__SHORT TASK 1__. List every amperage figure that appears in the PID controller comments below.
__SHORT TASK 2__. Carry on the PID controller comments below, picking up after the final comment.

[START OF READING TEXT]

George, I initially built my PID for 120v with a 2kw element. Well, after making a couple of modification to my kettle order, I needed to upgrade to 240v and a 3500 kw element. I took the box I had already constructed and wired it with 12ga 4 wire on a dedicated circuit. I put in a 20 amp 240 outlet but split the other leg of the 240 to power the PID, water pump outlet and cooling fan, since that was already established on the 120v plan. Powered it all up today and bingo, works like a charm. I can't thank you enough for the information you are willing to share. Kudos to you and thank you for your military service. 87-91 Panama and Desert Storm Air Force here. Cheers
Hi George, I had to replace my Mypin controller for it would not energize the two relays, I had the relays burn up for I wired both up from one lag , my bust. But I was watching you talking about the elements and the amps, I have two 4500w elements, to high amp drew 37a , my contacts only 30a , if I wasn’t watching you I would have started it up and could have nest something else up. I thank you for your support in my hobby, Dale
Thank you so much for taking the time to educate us on home distilling. I love your videos. Thank you for showing me the ropes. Look forward to a new video or a farewell sign off
You are a great instructor! God bless! God is good! Thank you so much!
Truly a masterpiece. Thanks George - building my PID soon.
Any chance you could describe (or provide a link) the transformer you use for the fan? In what manner and in which location are you attaching the thermocouple to the still - I'm presuming where the thermometer would normally be in the reflux condenser? Excellent work, thank you!
plug in USB phone charger like comes with cell phones is all it is.
Thanks for all the vids....I plan to build a PID controller for my wifes pottery kiln, 6 element, 240v 10.3kw (o yeah) using a pid with 3 ssr's using your methodology.. If you want to expand there's a ton of old mechanical controlled kilns out there that can benefit.. Thanks again
I need help with the fan. Not enough info on hooking it up. Transformer?? I also would like to see the hook up for the k connector for the thermal couple.
Thank you!!! You were very specific, and I get it! It seems to be the absolute most efficient way possible costly, and altogether. I appreciate your time to provide this video. I used this information to build a panel for mushroom substrate pasteurization. You helped me save lots of money being that in a fresh business, and I can’t thank you enough.. well done my friend!!

[END OF READING TEXT]
[START OF DATASET CONTENT]

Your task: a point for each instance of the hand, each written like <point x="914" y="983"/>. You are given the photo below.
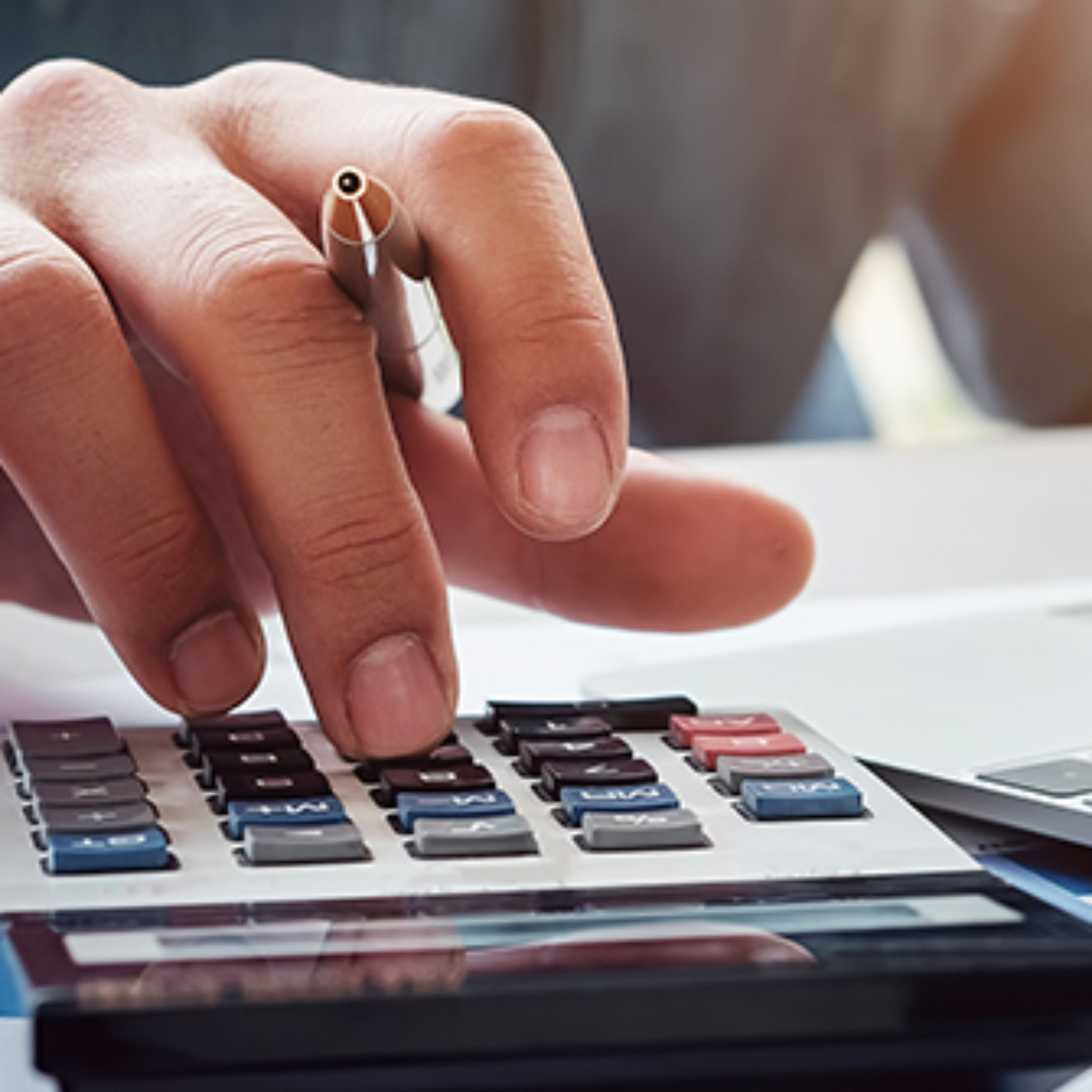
<point x="194" y="426"/>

[END OF DATASET CONTENT]

__RESPONSE 1__.
- 20 amps (the 240 outlet)
- 37 amps (the draw of the two 4500w elements)
- 30 amps (the contacts' rating)

__RESPONSE 2__.
Glad it was helpful!
Thank you very much for this episode it answered the questions that I had asked you in a previous comment
You 100% correct that black is in most cases on the left , even loudspeakers and power points sockets.
Great explanation George
can you take a picture of how you wired the toggle switches to your Dremel's? I make knives as a hobby and have a few my self and would love to do mine that way. Thank You!
Thanks for all the amazing videos George! I wanted to check in to see what the connections you used for the thermocouples are called. Been looking to build a control panel for my brewery for some time now and you've given me the confidence to do it, just can't find what that connection is called for the life of me.
Which transformer are you using for the cooling fan 🤔
Hi George thank you for your excellent videos! Where can I buy those enclosure boxes.
Actually, your relay, just like any other relay, can only be either on or off, so your heating element operating at 100% or at 0% capacity. There's just physically no other way for this to go down.
Now, your PID controller is switching the relay on and off at whatever frequency it's operating on while adjusting the ratio between the durations of 'ons' and 'offs' to give you some average power output, but it's not like you'll set it to say 50% max and your heating element normally drawing say 10 amps will start drawing 5 amps. it will still be 10 amps, only that it will be switched on 50% of the time. This is something to be taken into consideration ;)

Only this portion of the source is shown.